## GOAL
Rename "white jacket" to "beige coat" and leave everything else untouched. Begin at the line that has "point: woman in" and stop after the line that has "column 276, row 295". Give back only those lines.

>> Begin EXCERPTED RECORDS

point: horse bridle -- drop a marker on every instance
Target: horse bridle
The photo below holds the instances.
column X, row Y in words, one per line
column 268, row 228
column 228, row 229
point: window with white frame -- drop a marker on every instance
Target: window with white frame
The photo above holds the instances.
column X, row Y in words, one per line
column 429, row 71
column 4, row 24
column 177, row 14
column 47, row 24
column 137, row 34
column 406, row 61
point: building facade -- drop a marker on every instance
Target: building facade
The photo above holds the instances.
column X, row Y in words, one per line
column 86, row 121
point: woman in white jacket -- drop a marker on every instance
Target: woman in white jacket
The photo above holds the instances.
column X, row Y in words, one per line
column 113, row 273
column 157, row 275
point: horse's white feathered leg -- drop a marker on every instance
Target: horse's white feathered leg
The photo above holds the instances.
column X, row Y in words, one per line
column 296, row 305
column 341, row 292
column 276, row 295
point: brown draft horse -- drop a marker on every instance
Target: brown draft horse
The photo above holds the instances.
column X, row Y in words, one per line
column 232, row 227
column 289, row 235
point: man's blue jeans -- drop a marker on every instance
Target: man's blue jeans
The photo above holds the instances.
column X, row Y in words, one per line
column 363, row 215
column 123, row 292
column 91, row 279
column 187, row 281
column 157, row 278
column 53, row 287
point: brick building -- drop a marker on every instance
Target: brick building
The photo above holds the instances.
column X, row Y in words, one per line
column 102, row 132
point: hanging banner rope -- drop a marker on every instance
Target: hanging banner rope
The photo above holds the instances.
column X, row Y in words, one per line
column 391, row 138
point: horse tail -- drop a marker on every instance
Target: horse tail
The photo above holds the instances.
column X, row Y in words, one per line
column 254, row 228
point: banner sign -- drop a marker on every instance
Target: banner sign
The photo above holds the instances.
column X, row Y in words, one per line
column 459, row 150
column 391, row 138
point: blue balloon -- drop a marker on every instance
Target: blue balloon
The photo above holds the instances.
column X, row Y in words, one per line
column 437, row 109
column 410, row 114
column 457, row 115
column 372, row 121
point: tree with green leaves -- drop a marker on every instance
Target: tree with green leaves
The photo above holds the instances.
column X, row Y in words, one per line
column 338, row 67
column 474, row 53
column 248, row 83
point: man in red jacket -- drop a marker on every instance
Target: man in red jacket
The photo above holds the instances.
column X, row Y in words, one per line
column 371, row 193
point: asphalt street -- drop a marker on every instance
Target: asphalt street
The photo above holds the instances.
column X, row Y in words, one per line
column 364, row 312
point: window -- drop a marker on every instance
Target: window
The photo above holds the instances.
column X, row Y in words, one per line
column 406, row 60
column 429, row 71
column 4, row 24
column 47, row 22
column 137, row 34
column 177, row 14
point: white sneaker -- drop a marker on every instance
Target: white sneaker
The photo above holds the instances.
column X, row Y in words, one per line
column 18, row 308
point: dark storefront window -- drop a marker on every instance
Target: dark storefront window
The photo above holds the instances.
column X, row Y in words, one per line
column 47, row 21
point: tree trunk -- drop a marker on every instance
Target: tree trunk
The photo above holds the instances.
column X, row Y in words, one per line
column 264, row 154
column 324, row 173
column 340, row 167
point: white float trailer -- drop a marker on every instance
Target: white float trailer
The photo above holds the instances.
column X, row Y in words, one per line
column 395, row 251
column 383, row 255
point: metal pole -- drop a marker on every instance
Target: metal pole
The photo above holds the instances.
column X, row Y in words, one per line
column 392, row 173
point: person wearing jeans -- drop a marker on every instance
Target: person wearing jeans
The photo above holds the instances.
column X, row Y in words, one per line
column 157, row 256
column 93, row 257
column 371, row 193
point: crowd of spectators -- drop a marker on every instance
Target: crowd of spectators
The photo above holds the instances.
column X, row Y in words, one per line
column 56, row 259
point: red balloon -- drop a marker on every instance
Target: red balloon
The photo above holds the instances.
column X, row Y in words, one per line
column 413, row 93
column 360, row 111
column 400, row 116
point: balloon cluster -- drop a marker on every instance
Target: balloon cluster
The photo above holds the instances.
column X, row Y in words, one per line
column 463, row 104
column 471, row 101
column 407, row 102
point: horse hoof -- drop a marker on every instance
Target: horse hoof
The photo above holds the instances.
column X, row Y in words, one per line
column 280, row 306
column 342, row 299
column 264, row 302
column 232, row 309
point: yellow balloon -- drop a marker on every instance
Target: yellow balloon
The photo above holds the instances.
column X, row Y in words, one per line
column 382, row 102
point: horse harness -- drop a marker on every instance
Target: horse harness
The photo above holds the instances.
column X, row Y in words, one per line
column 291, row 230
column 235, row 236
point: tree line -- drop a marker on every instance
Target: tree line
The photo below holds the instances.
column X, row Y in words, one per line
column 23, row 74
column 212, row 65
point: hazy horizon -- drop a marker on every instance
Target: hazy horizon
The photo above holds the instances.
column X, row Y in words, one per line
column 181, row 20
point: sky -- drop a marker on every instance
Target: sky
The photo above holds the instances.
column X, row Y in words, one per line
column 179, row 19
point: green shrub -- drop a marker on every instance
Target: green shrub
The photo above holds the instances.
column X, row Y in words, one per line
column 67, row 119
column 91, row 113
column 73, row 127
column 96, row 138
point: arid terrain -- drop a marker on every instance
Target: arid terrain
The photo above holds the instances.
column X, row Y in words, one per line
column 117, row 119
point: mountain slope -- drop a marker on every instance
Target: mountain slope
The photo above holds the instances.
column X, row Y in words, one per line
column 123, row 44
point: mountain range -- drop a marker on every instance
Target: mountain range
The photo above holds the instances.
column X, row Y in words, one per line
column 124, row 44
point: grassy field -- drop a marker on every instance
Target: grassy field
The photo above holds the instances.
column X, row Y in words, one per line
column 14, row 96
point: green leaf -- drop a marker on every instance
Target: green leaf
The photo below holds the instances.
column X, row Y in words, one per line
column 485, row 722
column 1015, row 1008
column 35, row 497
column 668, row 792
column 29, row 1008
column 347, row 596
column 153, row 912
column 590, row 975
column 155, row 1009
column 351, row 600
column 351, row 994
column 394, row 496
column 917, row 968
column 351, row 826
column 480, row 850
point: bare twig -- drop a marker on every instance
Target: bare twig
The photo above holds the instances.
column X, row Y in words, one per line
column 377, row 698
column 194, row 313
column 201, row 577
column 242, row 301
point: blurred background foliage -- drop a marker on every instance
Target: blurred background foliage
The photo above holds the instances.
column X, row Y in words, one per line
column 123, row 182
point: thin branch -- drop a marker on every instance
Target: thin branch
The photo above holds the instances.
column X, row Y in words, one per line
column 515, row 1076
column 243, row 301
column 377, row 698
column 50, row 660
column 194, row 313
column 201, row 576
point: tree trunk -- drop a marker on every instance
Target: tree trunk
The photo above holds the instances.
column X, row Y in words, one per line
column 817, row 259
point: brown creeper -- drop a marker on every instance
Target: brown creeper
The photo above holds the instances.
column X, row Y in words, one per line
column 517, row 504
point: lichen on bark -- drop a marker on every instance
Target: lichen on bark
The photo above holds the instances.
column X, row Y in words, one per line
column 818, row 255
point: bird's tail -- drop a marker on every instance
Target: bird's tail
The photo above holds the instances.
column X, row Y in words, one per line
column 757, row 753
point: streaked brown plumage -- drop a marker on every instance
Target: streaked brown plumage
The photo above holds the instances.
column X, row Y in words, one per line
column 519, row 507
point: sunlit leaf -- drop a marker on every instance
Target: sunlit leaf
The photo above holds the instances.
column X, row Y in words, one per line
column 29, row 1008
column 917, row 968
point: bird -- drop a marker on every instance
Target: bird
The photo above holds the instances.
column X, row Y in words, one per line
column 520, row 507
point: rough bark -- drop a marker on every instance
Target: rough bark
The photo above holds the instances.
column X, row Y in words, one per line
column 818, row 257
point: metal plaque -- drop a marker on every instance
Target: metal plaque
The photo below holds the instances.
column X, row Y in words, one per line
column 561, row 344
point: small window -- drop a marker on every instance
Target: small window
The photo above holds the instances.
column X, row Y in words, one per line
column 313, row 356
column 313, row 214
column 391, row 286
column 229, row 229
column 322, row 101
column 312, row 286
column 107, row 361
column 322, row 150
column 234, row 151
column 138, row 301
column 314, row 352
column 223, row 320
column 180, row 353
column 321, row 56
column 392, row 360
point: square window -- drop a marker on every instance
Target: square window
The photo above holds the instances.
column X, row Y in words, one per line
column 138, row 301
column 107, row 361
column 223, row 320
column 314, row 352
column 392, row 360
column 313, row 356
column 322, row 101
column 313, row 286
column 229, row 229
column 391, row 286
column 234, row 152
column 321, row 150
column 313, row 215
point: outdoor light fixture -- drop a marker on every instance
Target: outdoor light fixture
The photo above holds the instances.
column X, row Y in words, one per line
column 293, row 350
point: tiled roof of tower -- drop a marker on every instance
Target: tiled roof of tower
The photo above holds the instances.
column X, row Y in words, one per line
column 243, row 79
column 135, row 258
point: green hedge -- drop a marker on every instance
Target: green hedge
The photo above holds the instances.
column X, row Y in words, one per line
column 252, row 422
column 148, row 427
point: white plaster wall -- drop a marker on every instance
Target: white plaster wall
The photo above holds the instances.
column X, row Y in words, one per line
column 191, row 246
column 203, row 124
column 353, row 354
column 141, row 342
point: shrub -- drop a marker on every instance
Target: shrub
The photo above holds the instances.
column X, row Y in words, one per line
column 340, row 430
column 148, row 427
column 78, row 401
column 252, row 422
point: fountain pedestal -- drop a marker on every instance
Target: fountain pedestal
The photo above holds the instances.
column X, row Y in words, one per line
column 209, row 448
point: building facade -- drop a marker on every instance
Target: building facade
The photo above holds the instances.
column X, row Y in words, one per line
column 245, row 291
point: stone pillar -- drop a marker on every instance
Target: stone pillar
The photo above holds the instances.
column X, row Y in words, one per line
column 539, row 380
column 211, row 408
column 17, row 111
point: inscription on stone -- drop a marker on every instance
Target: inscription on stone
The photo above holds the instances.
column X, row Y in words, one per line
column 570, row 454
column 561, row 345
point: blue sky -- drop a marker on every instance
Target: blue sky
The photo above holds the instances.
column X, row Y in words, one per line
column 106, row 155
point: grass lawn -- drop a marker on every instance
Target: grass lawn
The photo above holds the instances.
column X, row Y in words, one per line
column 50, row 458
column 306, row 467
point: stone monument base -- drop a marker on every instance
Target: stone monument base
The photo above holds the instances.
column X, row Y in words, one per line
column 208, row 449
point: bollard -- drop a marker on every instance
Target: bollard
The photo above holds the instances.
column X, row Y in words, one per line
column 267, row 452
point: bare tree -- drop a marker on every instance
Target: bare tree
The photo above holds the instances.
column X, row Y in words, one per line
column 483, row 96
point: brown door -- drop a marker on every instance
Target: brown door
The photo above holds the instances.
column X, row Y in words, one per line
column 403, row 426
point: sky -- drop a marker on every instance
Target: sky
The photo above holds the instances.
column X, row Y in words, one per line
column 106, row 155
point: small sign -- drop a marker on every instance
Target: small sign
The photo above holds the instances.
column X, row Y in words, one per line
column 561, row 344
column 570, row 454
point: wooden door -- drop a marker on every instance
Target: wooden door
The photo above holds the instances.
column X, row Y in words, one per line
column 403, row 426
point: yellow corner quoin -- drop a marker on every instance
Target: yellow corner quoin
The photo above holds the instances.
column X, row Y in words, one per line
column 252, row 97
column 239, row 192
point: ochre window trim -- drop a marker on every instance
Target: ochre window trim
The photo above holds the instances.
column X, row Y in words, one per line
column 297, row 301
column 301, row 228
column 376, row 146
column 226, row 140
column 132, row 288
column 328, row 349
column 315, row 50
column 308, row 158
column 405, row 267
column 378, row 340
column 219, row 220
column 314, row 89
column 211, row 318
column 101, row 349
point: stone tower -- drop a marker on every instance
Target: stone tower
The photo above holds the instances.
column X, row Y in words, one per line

>> End EXCERPTED RECORDS

## TASK ANSWER
point: woman in beige coat -- drop a marker on every instance
Target: woman in beige coat
The photo above holds the instances.
column X, row Y in words, one per line
column 113, row 273
column 157, row 275
point: horse's white feathered leg -- drop a marker on every instance
Target: horse's white feathered leg
The photo above holds the instances.
column X, row Y in words, one per line
column 296, row 305
column 341, row 292
column 276, row 295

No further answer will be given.